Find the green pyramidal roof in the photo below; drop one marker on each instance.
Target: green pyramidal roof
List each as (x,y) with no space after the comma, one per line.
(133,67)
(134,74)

**WHAT IS REQUIRED:** Reproduce every line above, requests included, with each coordinate in the answers scaled by 1.75 and rounded to the nearest whole number, rounding halves up.

**SOLUTION FOR THIS EXERCISE:**
Find the green pyramidal roof in the photo below; drop one marker on each instance.
Target: green pyramidal roof
List each as (x,y) with no space after the comma, one per line.
(233,117)
(235,130)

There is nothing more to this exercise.